#### Task goal:
Copy every line of the entries that includes the word "target".

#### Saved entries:
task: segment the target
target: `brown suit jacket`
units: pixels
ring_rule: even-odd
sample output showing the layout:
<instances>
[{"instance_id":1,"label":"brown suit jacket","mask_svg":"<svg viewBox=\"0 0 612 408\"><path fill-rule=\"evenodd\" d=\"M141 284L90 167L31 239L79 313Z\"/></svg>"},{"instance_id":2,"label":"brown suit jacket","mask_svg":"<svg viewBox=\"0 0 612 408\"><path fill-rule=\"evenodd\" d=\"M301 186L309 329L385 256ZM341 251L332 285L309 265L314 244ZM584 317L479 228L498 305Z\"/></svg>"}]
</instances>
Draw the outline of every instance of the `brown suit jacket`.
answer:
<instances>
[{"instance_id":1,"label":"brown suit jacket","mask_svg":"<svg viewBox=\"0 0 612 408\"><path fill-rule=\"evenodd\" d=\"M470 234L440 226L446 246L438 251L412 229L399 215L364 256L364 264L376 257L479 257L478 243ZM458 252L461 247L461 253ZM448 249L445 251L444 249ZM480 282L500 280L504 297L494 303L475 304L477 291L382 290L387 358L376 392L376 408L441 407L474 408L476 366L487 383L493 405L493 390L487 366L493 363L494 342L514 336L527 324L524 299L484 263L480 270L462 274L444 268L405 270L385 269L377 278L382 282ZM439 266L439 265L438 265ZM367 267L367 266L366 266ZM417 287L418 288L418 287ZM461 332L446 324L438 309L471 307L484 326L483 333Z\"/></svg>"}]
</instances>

#### Reply:
task: segment the target
target: `brown suit jacket`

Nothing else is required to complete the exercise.